═════ Data shown ═════

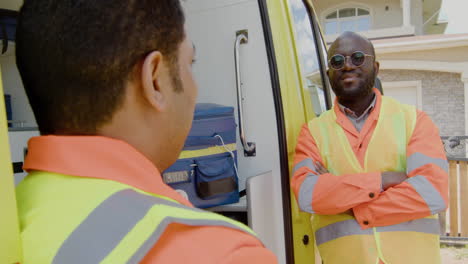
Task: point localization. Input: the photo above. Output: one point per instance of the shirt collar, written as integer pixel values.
(340, 117)
(351, 113)
(97, 157)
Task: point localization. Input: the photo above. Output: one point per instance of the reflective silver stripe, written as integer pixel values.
(104, 228)
(351, 227)
(95, 238)
(418, 159)
(309, 163)
(423, 225)
(428, 192)
(305, 193)
(150, 242)
(340, 229)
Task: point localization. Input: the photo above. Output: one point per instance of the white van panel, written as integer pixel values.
(212, 26)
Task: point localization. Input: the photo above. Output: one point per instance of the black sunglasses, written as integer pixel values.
(338, 61)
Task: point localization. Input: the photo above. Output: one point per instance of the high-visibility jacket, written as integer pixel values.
(393, 226)
(78, 217)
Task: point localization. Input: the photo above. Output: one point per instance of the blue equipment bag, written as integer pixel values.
(206, 171)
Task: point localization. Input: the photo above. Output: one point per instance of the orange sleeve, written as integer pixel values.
(327, 193)
(181, 244)
(424, 193)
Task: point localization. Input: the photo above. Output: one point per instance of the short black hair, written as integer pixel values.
(75, 56)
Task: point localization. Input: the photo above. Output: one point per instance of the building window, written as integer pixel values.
(347, 19)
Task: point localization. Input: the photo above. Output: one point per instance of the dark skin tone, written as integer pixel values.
(353, 86)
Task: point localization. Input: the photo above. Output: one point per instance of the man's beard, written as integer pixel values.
(365, 88)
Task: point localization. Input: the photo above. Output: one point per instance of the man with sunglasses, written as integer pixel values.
(372, 171)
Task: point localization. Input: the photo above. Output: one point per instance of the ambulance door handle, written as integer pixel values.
(249, 147)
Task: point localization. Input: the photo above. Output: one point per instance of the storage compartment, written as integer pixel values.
(206, 172)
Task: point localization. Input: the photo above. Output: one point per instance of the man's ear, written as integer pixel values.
(151, 73)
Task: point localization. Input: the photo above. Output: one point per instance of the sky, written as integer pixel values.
(455, 12)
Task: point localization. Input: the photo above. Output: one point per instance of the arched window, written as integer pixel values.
(347, 19)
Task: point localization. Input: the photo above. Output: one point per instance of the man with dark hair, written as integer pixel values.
(372, 171)
(110, 83)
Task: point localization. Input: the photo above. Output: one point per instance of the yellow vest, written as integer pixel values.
(66, 219)
(340, 238)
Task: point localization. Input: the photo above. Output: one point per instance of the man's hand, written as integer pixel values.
(320, 168)
(391, 178)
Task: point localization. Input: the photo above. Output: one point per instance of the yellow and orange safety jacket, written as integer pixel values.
(398, 225)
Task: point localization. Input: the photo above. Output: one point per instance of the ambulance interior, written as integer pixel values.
(215, 26)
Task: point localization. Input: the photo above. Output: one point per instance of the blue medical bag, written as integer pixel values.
(206, 171)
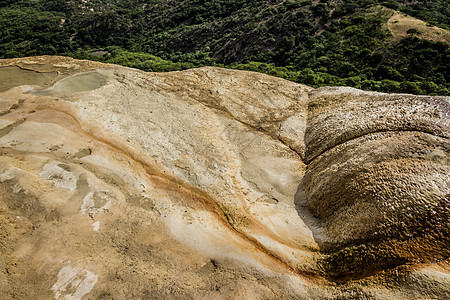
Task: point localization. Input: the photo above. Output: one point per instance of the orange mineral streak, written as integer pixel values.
(62, 114)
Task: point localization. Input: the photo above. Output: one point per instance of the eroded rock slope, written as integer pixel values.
(216, 184)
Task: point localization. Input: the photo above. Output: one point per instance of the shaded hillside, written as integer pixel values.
(312, 42)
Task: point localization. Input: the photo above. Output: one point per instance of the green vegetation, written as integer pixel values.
(313, 42)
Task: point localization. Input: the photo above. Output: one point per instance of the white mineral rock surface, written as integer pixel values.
(217, 184)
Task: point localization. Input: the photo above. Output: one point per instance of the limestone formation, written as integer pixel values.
(217, 184)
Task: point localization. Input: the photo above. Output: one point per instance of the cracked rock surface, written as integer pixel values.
(217, 184)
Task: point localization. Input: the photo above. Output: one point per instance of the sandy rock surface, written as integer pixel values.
(217, 184)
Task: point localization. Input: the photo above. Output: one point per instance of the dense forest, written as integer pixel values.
(326, 42)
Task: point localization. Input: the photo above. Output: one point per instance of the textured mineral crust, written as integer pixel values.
(217, 184)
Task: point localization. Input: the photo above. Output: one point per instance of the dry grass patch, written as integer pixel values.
(399, 24)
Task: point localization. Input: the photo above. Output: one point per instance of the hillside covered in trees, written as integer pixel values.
(373, 45)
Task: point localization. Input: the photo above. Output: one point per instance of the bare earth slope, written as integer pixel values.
(217, 184)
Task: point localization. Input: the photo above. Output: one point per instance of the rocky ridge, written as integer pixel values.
(214, 183)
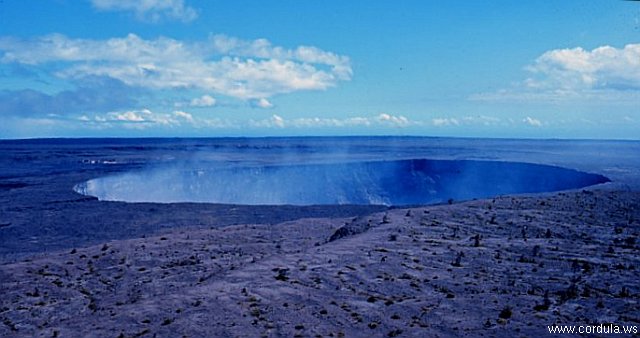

═════

Challenge:
Reproduce all of the entries above, substituting "whole-number pixel coordinates" for every occurrence of "integer pixel values" and keeping everything else the same. Leave the pictures out of your answer.

Answer to this problem:
Task: point localization. Input: the photo above. Output: one point per instance of the shirt collar, written as whole-number pixel coordinates.
(340, 117)
(351, 113)
(97, 157)
Task: point localization. Input: the photo above. Output: one point per instance of the reflective silver stripe, written as whole-number pixel coordinates.
(104, 228)
(351, 227)
(95, 238)
(418, 159)
(309, 163)
(423, 225)
(428, 192)
(305, 193)
(150, 242)
(340, 229)
Task: point localization. Input: the photo above. Output: one point per instance of the white van panel, written as whole-number pixel coordinates.
(212, 26)
Task: point localization. Input: the photo above. Output: one point per instance of the black sunglasses, written as whole-number pixel coordinates.
(338, 61)
Task: point localization. Input: the photo above. Output: one point per instance of the high-visibility jacket, written as whole-number pixel coordinates.
(393, 226)
(78, 217)
Task: point localization. Input: the photo above. Output: one point per instance of the blue equipment bag, written as whole-number pixel coordinates.
(206, 171)
Task: point localization. Input: the photo above. Output: one point per instance of the orange sleeve, written as whole-number pixel coordinates.
(327, 193)
(181, 244)
(424, 193)
Task: point localization. Input: the photo above. Output: one point per instance of the short black hair, written as whole-number pixel coordinates.
(75, 56)
Task: point localization. Input: the photo above. Output: one point per instance of the building window, written as whole-number pixel coordinates.
(347, 19)
Task: point localization. Input: the photo above. Output: one point per instance of the dark skin tone, written as whole-number pixel coordinates.
(353, 86)
Task: point localization. Input: the photo above. Output: one point per instance of the man's beard, written as whole-number pixel coordinates.
(365, 88)
Task: point localization. Input: the photo above. Output: one point per instance of the man with sunglasses, written as whole-number pixel coordinates.
(372, 171)
Task: point localization. Input: the photo above. Output: one point per instance of the ambulance door handle, written as whole-number pixel coordinates.
(249, 147)
Task: point localization. Input: the photo above. Output: one point per instance of the storage compartment, written as whole-number pixel coordinates.
(206, 172)
Task: point localization. Input: the photo above. Output: one point per instance of the man's ear, written as whole-number pixel coordinates.
(151, 73)
Task: point localization. Input: the photo above. Output: one point per instance of the sky, written as whole-number pixel coordinates.
(455, 12)
Task: point localization. Input: the photo above. Output: one point per instance of the arched window, written as whole-number pixel coordinates.
(347, 19)
Task: point localization. Input: the photo above. Output: one point per instance of the man with dark hair, written as whole-number pixel coordinates.
(372, 171)
(110, 83)
Task: point localization. Input: the photo above. Output: one point per instance of the yellow vest, written as whole-number pixel coordinates.
(66, 219)
(340, 238)
Task: point localization. Input: the photo above. Output: one point per instance of the man's hand, written as whole-number pixel coordinates.
(320, 168)
(391, 178)
Task: point localization. Input: the photo above. Output: one point per instance of the yellow and orange safety jacket, written as whole-number pixel coordinates.
(398, 225)
Task: point localization. Input: the photo above. Output: one point per instance of the ambulance interior, written as whole-number pixel coordinates.
(215, 26)
Task: point localization. Input: the photo above. Output: one point per instance of the blue medical bag, written as whole-number pixel coordinates.
(206, 171)
Task: point localization. Input: the photo above. Output: one point per instance of the orange mineral streak, written as whole-number pixel coordinates.
(62, 114)
Task: point localization. Input: the photo above. Output: one point per instance of the eroded rock slope, written as whole-number pixel coordinates.
(216, 184)
Task: point localization. Input: the photo above. Output: one point per instance of the shaded hillside, written as whole-number pixel coordinates.
(312, 42)
Task: point localization. Input: the photo above. Output: one point per instance of the green vegetation, written as whole-number pixel coordinates.
(313, 42)
Task: point localization. Input: the photo above. Output: one point per instance of the white mineral rock surface, written as whole-number pixel coordinates.
(217, 184)
Task: point localization. Input: the photo above. Output: one point per instance of the limestone formation, written as whole-number pixel coordinates.
(217, 184)
Task: point localization. Input: the photo above. Output: one point per instance of the cracked rock surface, written as whole-number pixel coordinates.
(217, 184)
Task: point localization. Input: the photo above. Output: one point per instance of the sandy rock surface, written as whole-number pixel coordinates.
(217, 184)
Task: point localization. Input: the photo above. Output: one point per instance of the dense forest, written as whole-number pixel coordinates.
(326, 42)
Task: point localization. Input: the photo above. Output: one point per instance of the textured mineral crust, written as whole-number pixel coordinates.
(217, 184)
Task: point localization. Input: the photo above. Output: one point per instance of the dry grass patch, written as whole-number pixel coordinates.
(399, 24)
Task: point localization. Input: the photo above. Output: one point per instance of the hillside covered in trees, written as whole-number pixel coordinates.
(373, 45)
Task: point localization. Input: the photo above. Output: one point per instance of the bare earth slope, written as whole-number pixel coordinates.
(217, 184)
Task: point localization. Input: the photo above. Output: one point per instance of the rocky ridge, written as whole-number pixel coordinates.
(214, 183)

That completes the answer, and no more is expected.